• _WHAT TO PRODUCE_
Revise the lines starting with the line that contains "Security camera analysis — pinpoint the yellow bell" and going on through the line that contains "top-left (410, 57), bottom-right (485, 186)". Give only those lines, with "pinpoint" changed to "locate" throughout and all else left unchanged.

=====

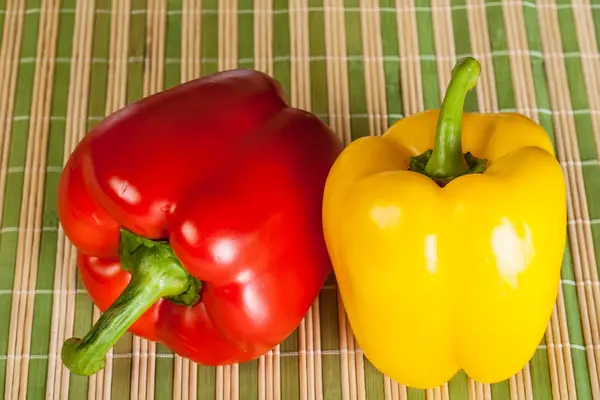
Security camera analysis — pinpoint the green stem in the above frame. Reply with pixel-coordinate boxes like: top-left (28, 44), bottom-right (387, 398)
top-left (62, 230), bottom-right (199, 375)
top-left (424, 57), bottom-right (480, 180)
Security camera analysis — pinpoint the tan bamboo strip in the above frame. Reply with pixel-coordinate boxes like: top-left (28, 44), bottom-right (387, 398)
top-left (218, 0), bottom-right (238, 71)
top-left (337, 291), bottom-right (366, 400)
top-left (216, 0), bottom-right (240, 400)
top-left (425, 383), bottom-right (450, 400)
top-left (5, 0), bottom-right (60, 399)
top-left (323, 0), bottom-right (351, 144)
top-left (323, 0), bottom-right (364, 400)
top-left (538, 2), bottom-right (600, 396)
top-left (173, 0), bottom-right (202, 400)
top-left (131, 0), bottom-right (167, 400)
top-left (396, 0), bottom-right (424, 116)
top-left (181, 0), bottom-right (202, 83)
top-left (290, 0), bottom-right (323, 400)
top-left (573, 0), bottom-right (600, 391)
top-left (572, 0), bottom-right (600, 165)
top-left (46, 0), bottom-right (95, 399)
top-left (0, 0), bottom-right (25, 233)
top-left (384, 0), bottom-right (424, 400)
top-left (360, 0), bottom-right (388, 135)
top-left (216, 364), bottom-right (239, 400)
top-left (467, 0), bottom-right (498, 113)
top-left (253, 0), bottom-right (272, 76)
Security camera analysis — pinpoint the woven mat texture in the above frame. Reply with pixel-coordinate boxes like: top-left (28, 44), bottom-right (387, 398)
top-left (0, 0), bottom-right (600, 400)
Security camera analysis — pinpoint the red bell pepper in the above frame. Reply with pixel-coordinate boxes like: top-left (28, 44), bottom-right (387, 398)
top-left (58, 70), bottom-right (342, 375)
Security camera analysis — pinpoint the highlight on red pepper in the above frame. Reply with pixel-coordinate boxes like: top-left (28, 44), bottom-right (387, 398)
top-left (58, 70), bottom-right (343, 375)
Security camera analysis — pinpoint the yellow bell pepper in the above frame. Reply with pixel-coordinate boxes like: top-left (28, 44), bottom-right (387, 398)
top-left (323, 58), bottom-right (567, 389)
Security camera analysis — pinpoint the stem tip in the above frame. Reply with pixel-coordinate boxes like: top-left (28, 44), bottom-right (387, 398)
top-left (61, 338), bottom-right (106, 376)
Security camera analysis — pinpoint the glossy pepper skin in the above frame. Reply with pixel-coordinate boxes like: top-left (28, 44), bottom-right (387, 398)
top-left (323, 58), bottom-right (567, 388)
top-left (58, 70), bottom-right (342, 375)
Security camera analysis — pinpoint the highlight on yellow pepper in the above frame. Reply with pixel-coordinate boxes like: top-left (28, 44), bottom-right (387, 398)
top-left (323, 54), bottom-right (567, 389)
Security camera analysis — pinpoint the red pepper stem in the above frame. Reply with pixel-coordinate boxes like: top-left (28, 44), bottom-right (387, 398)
top-left (425, 57), bottom-right (481, 179)
top-left (61, 230), bottom-right (199, 376)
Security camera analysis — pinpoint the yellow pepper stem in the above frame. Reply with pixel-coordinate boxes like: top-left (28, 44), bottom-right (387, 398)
top-left (410, 57), bottom-right (485, 186)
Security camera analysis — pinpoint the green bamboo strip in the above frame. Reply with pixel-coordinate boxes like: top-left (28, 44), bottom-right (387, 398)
top-left (84, 1), bottom-right (129, 399)
top-left (321, 0), bottom-right (356, 399)
top-left (538, 0), bottom-right (590, 395)
top-left (557, 0), bottom-right (600, 394)
top-left (418, 0), bottom-right (446, 399)
top-left (6, 1), bottom-right (60, 398)
top-left (538, 4), bottom-right (600, 396)
top-left (197, 0), bottom-right (220, 400)
top-left (43, 1), bottom-right (95, 398)
top-left (451, 0), bottom-right (478, 112)
top-left (0, 1), bottom-right (25, 395)
top-left (448, 0), bottom-right (478, 399)
top-left (374, 0), bottom-right (404, 126)
top-left (251, 0), bottom-right (274, 400)
top-left (380, 0), bottom-right (423, 400)
top-left (487, 2), bottom-right (533, 398)
top-left (394, 0), bottom-right (430, 116)
top-left (302, 0), bottom-right (341, 400)
top-left (339, 0), bottom-right (368, 144)
top-left (131, 0), bottom-right (166, 400)
top-left (106, 0), bottom-right (134, 400)
top-left (180, 0), bottom-right (202, 82)
top-left (427, 0), bottom-right (462, 399)
top-left (237, 0), bottom-right (256, 400)
top-left (238, 0), bottom-right (251, 69)
top-left (502, 4), bottom-right (556, 396)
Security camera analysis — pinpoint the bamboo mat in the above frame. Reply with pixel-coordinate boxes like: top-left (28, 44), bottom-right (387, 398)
top-left (0, 0), bottom-right (600, 400)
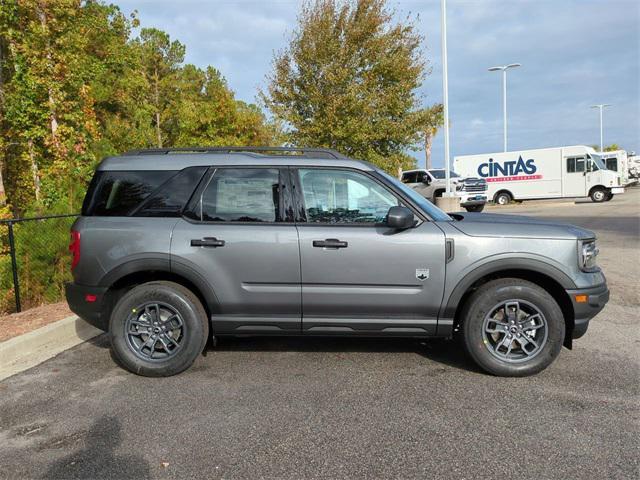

=====

• _ANSWER TO THE TASK_
Security camera analysis — locate the yellow bell pepper in the above frame. Reply with pixel-coordinate boxes like: top-left (28, 44), bottom-right (387, 398)
top-left (323, 58), bottom-right (567, 389)
Security camera analysis — locate the stem tip in the above frame. Reply with pixel-coordinate boxes like: top-left (28, 44), bottom-right (387, 398)
top-left (61, 338), bottom-right (106, 376)
Security camera analysis — locate the glossy pepper skin in the above frame. Reply with pixel-coordinate boxes like: top-left (28, 44), bottom-right (387, 398)
top-left (323, 58), bottom-right (567, 388)
top-left (58, 70), bottom-right (342, 375)
Security camera analysis — locate the highlight on yellow pepper in the above frame. Reply with pixel-coordinate boxes like: top-left (28, 44), bottom-right (387, 398)
top-left (323, 54), bottom-right (567, 389)
Security camera analysis — locate the red pepper stem in the above frame. Reply with pixel-coordinate boxes like: top-left (28, 44), bottom-right (387, 398)
top-left (425, 57), bottom-right (481, 179)
top-left (61, 230), bottom-right (199, 376)
Security camera analysis — locate the yellow pepper stem in the above frame. Reply with pixel-coordinate boxes like: top-left (28, 44), bottom-right (387, 398)
top-left (410, 57), bottom-right (485, 186)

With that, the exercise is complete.